# 2 Hr. Enduro April 27th @ J & B Raceways in Fremont, Ohio



## J & B Raceways (Apr 24, 2011)

Posted 03 April 2012 - 05:45 AM
OK, for all the HO guys we will be having a two-hour HO Enduro at J & B Raceways:

Entry Fee: $40 per team (includes entry, practice, car, and tires)
Controller: Stock controller
Cars: Brand-new hand-out Tomy Turbo with Indy body and a pair of Super Tires
Trophies: First, second, and third dash plaques for 4th-10th
Teams: One to four drivers
Format: 15 minutes on, 2 minutes off
Date: Friday, April 27. Doors open at 5 PM, race at 7 PM.
•••
| Complete the following |
[1] Can you extract the part of the enduro announcement that runs from "Controller: Stock controller" to "race at 7 PM.", copying it word for word?
[2] What comes next in the enduro announcement? Continue it from its last line.

| Given material |
•••
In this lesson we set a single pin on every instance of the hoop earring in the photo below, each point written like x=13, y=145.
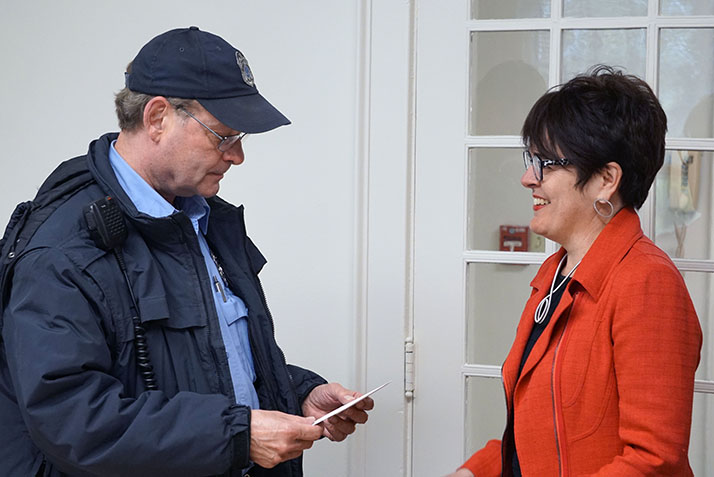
•••
| Answers to the exercises |
[1]
Controller: Stock controller
Cars: Brand-new hand-out Tomy Turbo with Indy body and a pair of Super Tires
Trophies: First, second, and third dash plaques for 4th-10th
Teams: One to four drivers
Format: 15 minutes on, 2 minutes off
Date: Friday, April 27. Doors open at 5 PM, race at 7 PM.

[2]
Address: J & B Raceways, 2215 N. Fifth St., Fremont, OH 43431
Phone: (419) 334-2100
Entry Deadline: Friday, April 20
Payment: can be made at store or sent to:

Karl R. Hoffheins
409 SR 600 
Gibsonburg, OH 43431

Make check payable to Karl R. Hoffheins.


----------



## J & B Raceways (Apr 24, 2011)

*reminder for 2 hour enduro*

guys just a reminder that tomarrow is the deadline for entries for our 2 hour enduro.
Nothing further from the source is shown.